- [COMPITO DA SVOLGERE]:
Per favore, indica se ciascuna affermazione concorda con la recensione, rispondendo sì o no e citando le parole decisive della recensione.
1. Il libro recensito contiene due racconti.
2. Chi scrive la recensione ha smesso di leggere il libro.
3. Secondo la recensione, per scavare basterà la pala.

**** TESTO ESTRATTO

Baci all’inferno
Recensione a cura di Francesca
La vendetta degli dei. Da tragedia a show comico

Non so dove vi porterà questo viaggio, sicuramente in un luogo oscuro verso il quale difficilmente rivolgiamo lo sguardo, preparatevi ad un viaggio molto pericoloso, preparatevi a Baci all’inferno.


Madre, figlia;
madre, figlio.
Emozioni.
Due racconti e una pala per scavare a fondo, oltre i pensieri più inconfessabili, oltre la morbosità più oscena. Non basterà la pala, dovrete usare le unghie e continuare a grattare dentro corpi stanchi.

Mi è piaciuto Baci all’inferno?
L’ho amato e l’ho odiato e ho avuto mal di stomaco.

Mi sono ritrovata spesso a chiudere il libro a causa del persistente senso di nausea, ma in realtà non ho mai lasciato quelle righe.


Sono morta affogata dentro il flusso di pensieri melmoso che non mi permette di riemergere, una palude che tira sempre più in basso.


Desideri rubati, visi schiacciati contro il finestrino, numeri di prostitute sotto il ponte, bottiglie di plastica che galleggiano, voglie inconfessabili che sudano nella canicola estiva.


C’è puzza dentro Baci all’inferno, odore di corpi che hanno appena consumato un amplesso e lingue impastate dall’alcool.

********
**** DATI PRESENTATI

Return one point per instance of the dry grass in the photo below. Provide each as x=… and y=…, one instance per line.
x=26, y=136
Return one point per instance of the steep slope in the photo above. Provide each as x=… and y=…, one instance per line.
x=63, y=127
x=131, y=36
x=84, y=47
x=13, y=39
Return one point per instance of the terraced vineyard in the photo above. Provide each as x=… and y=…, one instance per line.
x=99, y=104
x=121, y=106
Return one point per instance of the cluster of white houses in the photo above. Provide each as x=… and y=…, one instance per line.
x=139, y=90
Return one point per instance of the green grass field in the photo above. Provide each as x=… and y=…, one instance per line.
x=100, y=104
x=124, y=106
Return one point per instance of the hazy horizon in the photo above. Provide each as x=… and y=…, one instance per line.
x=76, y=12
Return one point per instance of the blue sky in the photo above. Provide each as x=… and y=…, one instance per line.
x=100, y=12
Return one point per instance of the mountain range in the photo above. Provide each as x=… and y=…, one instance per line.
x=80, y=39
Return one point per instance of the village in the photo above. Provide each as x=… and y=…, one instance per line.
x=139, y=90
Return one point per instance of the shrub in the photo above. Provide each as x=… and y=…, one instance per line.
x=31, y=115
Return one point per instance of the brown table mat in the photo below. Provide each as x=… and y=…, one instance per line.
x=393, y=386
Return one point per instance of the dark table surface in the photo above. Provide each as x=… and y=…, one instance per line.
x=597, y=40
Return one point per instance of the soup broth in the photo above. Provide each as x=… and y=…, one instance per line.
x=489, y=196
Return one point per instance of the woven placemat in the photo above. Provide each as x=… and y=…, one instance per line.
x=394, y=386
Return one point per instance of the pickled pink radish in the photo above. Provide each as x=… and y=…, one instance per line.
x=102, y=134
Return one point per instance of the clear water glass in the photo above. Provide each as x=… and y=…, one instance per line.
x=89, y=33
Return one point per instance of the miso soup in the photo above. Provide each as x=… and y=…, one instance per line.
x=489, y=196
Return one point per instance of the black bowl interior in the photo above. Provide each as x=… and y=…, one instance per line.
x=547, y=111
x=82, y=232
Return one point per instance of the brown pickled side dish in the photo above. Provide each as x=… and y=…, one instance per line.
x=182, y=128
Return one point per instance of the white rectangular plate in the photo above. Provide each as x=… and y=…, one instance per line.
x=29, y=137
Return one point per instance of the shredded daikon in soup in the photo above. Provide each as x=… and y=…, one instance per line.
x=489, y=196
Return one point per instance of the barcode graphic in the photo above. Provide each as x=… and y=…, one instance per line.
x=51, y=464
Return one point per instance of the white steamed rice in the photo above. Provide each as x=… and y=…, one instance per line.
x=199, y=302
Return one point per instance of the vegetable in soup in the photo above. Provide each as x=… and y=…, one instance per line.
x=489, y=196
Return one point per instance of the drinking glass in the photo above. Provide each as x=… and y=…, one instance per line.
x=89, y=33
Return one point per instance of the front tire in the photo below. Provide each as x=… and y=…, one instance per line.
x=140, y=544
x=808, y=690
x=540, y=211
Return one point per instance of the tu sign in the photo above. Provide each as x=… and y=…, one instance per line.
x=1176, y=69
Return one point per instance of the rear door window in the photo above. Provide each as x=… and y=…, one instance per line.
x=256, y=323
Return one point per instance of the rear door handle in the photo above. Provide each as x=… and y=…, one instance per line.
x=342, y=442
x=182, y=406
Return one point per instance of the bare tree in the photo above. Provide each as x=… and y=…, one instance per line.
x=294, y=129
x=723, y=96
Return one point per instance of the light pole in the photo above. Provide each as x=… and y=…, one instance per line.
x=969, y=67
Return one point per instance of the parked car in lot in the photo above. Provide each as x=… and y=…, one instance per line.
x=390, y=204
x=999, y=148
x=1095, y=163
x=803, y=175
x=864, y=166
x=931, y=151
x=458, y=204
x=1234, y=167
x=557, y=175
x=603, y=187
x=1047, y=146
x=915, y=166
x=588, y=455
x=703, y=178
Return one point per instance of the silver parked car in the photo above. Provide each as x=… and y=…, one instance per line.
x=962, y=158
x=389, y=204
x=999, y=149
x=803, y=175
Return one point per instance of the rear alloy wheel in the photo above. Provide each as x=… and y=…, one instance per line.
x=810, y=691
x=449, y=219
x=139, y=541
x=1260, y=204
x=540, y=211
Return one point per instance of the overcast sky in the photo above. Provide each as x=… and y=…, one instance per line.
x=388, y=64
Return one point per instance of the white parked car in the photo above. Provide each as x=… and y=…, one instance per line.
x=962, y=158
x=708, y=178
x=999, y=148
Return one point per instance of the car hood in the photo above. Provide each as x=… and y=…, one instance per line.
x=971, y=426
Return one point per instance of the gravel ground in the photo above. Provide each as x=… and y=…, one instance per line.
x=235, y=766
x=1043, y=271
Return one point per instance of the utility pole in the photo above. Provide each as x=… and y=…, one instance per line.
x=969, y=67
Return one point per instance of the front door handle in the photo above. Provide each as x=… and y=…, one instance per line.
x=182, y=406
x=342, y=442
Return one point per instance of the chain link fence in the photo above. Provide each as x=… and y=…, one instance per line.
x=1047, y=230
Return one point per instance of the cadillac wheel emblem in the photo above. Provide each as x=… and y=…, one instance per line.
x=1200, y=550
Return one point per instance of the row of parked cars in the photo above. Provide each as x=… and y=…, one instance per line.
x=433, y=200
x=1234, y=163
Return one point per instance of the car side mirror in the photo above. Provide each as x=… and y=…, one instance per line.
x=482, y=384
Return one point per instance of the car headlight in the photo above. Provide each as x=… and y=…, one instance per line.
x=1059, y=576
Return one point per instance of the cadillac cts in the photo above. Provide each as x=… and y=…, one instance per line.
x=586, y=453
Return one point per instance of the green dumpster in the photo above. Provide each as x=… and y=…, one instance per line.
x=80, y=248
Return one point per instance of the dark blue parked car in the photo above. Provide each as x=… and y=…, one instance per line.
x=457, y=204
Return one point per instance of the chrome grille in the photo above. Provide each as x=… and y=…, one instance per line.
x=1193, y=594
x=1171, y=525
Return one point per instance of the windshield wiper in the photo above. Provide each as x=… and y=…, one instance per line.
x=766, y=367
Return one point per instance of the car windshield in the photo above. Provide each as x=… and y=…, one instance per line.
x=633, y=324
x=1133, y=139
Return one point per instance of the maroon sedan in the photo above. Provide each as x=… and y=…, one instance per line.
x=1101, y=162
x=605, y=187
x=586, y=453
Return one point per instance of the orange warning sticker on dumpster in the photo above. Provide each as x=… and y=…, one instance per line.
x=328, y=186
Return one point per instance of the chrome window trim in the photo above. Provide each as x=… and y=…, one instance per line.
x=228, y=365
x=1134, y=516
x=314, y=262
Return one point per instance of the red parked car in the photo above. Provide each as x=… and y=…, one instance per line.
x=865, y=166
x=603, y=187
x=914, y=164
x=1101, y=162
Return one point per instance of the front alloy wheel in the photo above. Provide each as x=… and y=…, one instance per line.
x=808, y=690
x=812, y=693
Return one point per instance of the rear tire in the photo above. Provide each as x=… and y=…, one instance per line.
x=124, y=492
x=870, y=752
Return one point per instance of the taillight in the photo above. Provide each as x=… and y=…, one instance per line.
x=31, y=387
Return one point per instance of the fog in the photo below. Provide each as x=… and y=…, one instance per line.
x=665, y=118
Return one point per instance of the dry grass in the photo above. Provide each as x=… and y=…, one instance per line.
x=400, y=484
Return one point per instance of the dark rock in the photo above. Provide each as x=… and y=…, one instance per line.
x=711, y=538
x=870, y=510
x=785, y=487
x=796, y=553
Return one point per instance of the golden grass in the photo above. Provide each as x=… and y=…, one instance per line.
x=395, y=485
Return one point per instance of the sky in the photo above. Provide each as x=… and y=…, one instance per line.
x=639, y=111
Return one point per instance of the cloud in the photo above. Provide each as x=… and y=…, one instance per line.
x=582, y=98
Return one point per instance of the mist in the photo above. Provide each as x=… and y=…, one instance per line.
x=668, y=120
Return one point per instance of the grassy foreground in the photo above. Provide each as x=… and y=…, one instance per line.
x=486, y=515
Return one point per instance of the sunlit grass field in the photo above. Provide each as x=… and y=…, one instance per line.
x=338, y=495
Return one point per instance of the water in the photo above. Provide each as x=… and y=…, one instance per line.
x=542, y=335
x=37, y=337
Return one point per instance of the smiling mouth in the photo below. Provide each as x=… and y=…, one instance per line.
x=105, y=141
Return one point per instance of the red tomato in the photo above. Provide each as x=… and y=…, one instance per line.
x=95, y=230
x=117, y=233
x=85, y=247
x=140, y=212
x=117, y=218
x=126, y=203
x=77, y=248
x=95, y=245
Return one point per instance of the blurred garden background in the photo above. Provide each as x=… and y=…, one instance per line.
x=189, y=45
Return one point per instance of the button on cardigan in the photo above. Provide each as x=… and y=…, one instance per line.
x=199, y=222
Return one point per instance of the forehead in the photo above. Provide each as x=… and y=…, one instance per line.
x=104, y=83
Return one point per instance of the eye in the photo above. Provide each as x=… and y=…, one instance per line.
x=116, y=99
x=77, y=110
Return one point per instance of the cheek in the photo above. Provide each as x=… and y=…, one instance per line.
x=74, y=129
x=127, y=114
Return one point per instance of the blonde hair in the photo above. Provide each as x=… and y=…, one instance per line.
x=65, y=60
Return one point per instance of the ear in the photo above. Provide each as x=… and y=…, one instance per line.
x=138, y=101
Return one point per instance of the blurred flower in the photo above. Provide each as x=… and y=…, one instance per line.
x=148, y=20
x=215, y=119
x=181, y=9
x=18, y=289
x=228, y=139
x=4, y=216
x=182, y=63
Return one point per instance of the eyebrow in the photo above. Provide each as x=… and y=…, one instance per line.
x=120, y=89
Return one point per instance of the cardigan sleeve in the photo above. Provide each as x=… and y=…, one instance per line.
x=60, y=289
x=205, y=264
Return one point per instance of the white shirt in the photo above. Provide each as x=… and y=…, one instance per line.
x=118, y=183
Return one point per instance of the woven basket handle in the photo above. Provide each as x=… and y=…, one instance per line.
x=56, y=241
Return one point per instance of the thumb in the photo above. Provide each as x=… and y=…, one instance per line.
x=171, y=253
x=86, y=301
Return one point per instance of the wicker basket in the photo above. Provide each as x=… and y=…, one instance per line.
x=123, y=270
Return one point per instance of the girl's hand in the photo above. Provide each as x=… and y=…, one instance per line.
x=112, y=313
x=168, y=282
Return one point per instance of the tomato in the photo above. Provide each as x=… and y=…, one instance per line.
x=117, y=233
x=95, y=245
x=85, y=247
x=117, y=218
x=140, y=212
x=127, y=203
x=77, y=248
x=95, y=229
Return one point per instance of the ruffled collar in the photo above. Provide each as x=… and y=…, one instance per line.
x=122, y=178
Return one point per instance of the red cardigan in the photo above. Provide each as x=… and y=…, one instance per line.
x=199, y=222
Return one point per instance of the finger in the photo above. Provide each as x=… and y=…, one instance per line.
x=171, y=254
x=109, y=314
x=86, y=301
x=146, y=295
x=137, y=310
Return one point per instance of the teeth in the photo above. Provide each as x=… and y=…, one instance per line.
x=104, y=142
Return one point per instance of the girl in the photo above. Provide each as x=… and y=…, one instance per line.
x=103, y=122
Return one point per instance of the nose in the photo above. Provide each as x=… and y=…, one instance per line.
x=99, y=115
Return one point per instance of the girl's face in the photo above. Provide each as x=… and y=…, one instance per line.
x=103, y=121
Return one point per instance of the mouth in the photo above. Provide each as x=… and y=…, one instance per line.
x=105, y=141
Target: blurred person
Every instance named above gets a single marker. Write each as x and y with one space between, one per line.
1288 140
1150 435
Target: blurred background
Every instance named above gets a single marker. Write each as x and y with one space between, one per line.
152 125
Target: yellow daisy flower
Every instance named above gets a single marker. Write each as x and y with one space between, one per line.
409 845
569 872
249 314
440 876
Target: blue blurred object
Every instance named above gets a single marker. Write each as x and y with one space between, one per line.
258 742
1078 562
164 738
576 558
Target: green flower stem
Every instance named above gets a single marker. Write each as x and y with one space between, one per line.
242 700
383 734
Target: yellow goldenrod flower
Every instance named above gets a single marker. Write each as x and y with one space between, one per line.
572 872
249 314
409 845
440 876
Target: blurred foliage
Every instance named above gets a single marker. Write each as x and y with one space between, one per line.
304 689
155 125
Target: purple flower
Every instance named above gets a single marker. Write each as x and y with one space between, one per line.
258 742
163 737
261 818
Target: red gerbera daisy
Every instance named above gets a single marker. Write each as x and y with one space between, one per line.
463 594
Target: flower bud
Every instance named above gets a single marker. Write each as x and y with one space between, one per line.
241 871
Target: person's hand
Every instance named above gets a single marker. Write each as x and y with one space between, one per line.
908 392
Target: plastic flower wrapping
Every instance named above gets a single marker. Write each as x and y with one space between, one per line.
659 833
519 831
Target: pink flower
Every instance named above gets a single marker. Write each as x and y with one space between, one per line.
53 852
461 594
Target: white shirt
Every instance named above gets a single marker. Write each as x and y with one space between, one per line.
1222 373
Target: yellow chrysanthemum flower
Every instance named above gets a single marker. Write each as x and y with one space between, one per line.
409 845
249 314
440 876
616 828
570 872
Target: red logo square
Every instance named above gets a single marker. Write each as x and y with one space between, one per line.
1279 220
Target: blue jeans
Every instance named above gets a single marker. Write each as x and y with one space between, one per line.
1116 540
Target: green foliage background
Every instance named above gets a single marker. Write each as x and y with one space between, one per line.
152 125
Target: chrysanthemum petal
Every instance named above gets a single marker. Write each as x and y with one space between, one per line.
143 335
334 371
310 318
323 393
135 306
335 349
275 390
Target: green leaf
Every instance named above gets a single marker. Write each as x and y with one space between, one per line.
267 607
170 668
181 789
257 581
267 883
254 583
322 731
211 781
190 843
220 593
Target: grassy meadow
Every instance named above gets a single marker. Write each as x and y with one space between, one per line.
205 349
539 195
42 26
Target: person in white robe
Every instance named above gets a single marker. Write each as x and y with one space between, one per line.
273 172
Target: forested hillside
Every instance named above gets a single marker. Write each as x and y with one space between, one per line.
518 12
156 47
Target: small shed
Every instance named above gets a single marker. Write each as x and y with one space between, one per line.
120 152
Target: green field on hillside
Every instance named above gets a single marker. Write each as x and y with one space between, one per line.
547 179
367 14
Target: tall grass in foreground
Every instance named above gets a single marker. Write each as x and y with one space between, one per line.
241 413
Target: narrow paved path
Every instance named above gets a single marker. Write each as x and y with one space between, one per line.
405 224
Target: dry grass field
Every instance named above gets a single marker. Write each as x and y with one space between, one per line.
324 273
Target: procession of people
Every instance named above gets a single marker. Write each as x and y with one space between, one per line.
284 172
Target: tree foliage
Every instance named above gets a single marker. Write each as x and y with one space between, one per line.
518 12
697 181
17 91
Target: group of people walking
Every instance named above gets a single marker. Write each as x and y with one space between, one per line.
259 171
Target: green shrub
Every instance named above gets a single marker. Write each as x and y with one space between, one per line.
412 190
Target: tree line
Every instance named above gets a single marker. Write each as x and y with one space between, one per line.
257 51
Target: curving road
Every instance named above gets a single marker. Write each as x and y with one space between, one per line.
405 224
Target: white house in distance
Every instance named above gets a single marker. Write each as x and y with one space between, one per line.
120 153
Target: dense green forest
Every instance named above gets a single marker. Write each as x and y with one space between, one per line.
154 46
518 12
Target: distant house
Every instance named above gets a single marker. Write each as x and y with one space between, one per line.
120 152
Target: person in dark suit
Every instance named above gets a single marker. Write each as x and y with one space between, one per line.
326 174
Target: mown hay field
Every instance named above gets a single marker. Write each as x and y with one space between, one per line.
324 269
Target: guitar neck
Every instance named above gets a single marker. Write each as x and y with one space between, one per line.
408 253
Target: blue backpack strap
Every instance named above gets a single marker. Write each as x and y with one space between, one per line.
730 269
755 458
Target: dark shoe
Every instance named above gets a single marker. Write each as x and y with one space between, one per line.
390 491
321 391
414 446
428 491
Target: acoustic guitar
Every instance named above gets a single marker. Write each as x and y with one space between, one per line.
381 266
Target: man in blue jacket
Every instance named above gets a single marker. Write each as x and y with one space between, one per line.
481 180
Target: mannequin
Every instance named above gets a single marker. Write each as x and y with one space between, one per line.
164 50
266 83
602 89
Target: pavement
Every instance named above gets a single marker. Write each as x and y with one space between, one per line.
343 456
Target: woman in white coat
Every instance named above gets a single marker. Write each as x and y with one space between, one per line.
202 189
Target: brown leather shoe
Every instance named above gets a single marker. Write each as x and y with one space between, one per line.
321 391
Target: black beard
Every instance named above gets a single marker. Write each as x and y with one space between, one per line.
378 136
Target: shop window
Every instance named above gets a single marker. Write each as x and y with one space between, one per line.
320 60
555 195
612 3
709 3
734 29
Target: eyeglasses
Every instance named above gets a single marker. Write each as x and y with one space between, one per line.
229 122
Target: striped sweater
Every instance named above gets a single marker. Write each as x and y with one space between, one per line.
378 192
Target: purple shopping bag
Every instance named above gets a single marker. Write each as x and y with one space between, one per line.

********

- [RISPOSTA AL COMPITO]:
1. Sì: «Due racconti e una pala per scavare a fondo»
2. No: «in realtà non ho mai lasciato quelle righe»
3. No: «Non basterà la pala»